TASK DIRECTIONS:
Tally the lines in the records that contain the string "marble". Reply with the number alone.

Stored data

========================================

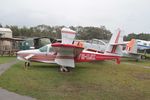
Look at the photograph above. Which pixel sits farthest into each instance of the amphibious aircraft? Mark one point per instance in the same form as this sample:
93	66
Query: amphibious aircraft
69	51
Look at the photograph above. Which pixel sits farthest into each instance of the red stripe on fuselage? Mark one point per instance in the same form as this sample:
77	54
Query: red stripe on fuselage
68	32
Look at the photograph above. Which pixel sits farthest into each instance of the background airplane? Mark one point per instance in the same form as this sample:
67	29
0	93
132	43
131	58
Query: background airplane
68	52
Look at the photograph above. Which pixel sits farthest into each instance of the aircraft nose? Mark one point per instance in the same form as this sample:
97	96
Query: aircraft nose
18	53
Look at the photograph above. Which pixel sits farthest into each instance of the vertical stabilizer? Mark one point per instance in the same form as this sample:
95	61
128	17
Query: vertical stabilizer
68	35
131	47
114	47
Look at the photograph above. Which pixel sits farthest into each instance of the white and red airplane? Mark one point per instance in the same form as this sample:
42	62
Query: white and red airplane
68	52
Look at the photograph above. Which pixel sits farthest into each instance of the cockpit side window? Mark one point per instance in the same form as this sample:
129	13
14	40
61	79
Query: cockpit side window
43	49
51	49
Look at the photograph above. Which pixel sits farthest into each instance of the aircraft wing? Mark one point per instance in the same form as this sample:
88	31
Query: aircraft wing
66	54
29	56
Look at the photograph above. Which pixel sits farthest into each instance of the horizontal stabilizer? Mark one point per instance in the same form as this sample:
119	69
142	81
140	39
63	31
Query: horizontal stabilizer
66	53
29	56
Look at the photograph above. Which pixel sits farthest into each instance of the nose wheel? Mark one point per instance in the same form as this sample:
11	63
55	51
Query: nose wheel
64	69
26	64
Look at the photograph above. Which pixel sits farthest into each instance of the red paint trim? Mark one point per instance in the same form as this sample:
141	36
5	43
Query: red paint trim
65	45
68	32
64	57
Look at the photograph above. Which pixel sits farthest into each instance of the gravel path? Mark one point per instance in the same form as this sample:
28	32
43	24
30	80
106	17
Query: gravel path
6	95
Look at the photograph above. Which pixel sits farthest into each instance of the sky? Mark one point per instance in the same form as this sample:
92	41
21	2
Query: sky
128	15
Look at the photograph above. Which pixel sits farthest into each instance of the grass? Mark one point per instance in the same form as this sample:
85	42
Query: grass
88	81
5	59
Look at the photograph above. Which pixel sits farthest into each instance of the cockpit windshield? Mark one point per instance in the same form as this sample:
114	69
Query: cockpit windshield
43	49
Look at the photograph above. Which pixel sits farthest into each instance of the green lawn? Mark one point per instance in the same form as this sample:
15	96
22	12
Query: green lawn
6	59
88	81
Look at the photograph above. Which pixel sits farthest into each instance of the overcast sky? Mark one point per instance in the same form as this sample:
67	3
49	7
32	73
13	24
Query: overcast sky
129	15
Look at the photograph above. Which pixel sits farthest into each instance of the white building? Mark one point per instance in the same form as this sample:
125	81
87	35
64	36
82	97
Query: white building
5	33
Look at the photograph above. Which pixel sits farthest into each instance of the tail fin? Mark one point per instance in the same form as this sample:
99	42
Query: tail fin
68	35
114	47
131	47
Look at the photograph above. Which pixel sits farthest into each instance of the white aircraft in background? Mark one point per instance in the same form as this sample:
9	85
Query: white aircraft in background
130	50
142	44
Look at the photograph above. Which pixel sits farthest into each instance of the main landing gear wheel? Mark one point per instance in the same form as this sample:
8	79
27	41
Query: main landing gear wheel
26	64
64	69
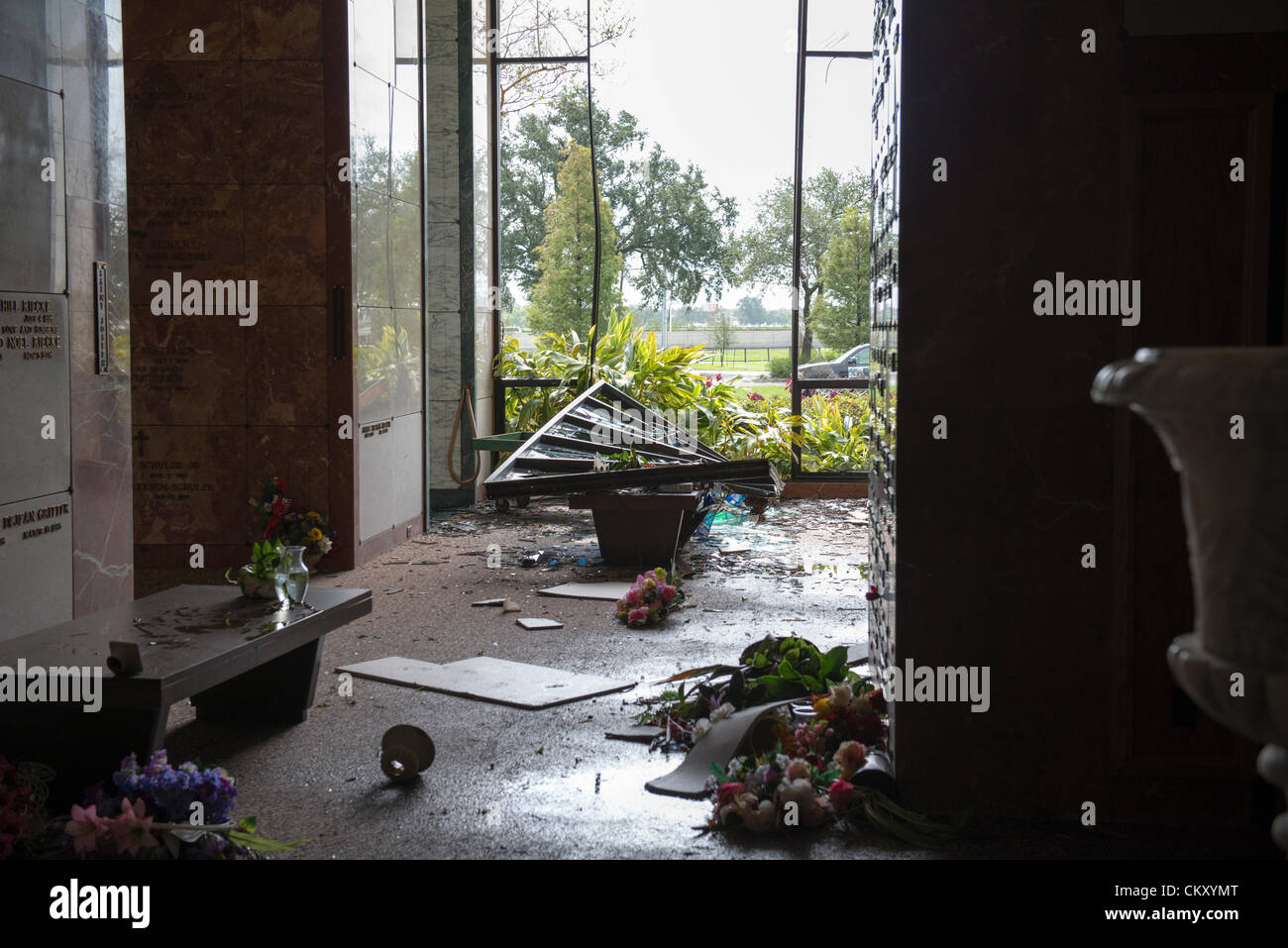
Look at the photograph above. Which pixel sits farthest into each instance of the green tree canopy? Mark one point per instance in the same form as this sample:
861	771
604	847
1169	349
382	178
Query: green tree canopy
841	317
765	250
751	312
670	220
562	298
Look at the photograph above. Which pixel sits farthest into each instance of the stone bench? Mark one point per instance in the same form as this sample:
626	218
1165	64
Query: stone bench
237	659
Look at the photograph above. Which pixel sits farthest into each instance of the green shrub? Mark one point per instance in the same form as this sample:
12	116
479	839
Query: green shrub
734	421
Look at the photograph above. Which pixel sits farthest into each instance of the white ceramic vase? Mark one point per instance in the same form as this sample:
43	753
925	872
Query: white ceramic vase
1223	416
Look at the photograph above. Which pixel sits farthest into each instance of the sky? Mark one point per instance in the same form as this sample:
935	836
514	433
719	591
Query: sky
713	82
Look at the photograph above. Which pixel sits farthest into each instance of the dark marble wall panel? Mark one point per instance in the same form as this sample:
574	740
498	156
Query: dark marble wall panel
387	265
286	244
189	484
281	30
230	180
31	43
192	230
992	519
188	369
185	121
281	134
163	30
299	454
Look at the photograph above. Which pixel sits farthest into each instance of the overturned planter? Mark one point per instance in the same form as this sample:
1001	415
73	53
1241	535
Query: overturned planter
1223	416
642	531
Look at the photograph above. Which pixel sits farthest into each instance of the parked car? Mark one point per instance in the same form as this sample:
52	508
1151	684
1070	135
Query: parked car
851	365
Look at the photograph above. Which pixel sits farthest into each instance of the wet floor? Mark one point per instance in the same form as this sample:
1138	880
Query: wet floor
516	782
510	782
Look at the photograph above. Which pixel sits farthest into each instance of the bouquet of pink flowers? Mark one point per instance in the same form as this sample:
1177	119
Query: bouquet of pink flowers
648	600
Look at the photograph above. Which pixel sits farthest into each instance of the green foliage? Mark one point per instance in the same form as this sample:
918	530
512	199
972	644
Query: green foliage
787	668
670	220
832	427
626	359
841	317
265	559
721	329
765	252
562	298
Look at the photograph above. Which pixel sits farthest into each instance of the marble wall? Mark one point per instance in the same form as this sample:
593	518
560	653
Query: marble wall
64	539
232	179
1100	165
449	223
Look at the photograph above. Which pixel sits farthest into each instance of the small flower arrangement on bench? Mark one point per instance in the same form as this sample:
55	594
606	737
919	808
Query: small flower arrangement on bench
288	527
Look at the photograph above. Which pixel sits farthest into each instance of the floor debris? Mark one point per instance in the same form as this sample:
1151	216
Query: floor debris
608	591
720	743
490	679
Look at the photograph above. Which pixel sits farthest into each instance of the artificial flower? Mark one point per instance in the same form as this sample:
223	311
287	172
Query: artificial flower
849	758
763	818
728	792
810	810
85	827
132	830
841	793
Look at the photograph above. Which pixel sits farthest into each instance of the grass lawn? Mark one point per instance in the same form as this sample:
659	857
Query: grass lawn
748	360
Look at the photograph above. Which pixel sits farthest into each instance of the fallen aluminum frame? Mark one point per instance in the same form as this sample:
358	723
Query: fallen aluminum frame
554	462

========================================

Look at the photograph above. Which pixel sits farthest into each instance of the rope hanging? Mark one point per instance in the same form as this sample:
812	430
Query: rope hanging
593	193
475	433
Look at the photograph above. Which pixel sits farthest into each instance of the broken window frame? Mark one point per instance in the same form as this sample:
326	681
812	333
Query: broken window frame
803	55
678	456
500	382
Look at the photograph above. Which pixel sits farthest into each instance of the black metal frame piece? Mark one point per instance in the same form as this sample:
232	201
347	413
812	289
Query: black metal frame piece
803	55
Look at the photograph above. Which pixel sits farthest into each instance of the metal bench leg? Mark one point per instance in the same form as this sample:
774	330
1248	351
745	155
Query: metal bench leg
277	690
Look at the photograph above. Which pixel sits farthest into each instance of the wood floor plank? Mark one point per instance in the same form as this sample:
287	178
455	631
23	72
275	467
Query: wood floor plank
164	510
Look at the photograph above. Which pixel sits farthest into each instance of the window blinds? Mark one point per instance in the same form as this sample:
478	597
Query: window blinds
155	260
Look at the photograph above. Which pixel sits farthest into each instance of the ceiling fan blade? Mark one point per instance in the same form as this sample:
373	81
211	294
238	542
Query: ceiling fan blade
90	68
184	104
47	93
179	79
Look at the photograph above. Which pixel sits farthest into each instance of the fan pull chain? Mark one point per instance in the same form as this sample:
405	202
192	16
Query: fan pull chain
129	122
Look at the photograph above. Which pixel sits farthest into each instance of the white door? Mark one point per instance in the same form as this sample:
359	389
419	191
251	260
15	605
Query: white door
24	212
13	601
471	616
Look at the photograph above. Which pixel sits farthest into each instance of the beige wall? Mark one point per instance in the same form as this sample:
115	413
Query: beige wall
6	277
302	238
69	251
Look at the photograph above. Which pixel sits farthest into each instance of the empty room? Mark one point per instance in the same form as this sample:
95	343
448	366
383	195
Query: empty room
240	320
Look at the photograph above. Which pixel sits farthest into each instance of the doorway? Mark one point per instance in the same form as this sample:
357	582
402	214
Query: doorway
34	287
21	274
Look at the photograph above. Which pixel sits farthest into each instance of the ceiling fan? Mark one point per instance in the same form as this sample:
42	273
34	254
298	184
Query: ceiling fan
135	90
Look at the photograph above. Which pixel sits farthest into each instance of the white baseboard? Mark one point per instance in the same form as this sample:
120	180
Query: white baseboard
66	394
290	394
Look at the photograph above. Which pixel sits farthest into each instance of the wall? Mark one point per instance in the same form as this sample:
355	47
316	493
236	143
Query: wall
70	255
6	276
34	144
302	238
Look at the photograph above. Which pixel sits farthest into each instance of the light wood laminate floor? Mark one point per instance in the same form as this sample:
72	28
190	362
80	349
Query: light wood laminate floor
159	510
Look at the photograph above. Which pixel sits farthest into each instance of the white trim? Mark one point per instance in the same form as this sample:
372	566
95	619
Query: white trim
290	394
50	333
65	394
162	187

========================================

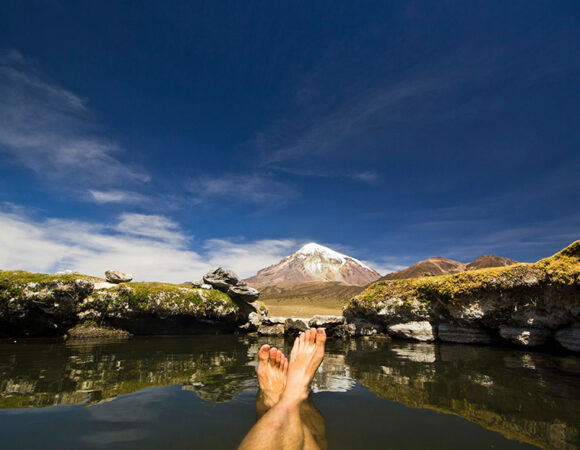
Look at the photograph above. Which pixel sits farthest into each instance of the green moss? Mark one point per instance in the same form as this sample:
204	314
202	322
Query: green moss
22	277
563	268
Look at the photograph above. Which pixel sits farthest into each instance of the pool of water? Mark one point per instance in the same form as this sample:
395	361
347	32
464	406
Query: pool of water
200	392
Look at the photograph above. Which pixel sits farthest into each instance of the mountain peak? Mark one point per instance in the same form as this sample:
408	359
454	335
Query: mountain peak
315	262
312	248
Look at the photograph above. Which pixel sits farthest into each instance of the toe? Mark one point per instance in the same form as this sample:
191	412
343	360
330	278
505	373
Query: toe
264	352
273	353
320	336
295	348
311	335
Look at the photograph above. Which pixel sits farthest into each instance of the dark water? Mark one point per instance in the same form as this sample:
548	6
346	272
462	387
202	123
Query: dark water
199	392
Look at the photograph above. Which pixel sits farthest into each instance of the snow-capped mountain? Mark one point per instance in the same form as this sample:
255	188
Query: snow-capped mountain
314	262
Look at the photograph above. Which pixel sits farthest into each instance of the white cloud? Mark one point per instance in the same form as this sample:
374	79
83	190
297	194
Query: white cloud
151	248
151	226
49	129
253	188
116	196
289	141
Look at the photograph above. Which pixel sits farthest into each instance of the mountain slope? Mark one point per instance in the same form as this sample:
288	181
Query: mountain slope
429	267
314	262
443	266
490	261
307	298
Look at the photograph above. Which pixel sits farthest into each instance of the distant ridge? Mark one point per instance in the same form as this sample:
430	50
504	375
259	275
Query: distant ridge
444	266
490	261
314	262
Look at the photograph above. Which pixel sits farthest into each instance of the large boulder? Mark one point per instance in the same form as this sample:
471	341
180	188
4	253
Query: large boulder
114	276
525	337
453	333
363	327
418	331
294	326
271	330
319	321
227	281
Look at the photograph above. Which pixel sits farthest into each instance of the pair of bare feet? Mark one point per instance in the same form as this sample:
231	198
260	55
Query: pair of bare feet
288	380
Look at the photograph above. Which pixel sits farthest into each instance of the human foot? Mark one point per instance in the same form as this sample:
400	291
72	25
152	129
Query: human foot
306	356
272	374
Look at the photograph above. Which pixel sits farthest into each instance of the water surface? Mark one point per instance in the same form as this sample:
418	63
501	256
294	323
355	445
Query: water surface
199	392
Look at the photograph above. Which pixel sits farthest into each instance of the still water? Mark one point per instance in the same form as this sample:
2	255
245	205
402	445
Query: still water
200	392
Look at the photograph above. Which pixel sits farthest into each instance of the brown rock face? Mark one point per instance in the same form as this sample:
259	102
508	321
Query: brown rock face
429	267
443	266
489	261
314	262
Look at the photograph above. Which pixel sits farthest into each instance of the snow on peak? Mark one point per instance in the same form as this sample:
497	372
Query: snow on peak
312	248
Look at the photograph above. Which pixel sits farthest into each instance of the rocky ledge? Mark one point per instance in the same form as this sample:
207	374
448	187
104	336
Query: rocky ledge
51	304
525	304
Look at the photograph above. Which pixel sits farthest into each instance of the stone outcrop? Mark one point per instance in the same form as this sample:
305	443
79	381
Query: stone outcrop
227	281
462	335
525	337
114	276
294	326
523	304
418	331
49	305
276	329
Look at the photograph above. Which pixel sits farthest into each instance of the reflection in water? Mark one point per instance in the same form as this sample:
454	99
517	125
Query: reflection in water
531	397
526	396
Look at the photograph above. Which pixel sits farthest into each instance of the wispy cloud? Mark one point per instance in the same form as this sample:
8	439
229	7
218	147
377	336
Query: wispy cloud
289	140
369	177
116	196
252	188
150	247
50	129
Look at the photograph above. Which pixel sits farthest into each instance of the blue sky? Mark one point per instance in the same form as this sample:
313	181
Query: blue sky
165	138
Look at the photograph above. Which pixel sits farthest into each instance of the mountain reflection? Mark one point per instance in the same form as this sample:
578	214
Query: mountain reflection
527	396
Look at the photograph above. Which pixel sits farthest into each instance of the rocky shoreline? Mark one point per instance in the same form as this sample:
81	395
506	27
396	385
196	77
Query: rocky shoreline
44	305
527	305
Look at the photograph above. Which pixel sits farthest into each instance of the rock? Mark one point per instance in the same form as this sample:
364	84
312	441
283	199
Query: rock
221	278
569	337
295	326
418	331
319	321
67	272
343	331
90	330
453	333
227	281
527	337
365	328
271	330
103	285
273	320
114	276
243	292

========================================

ANSWER BELOW:
4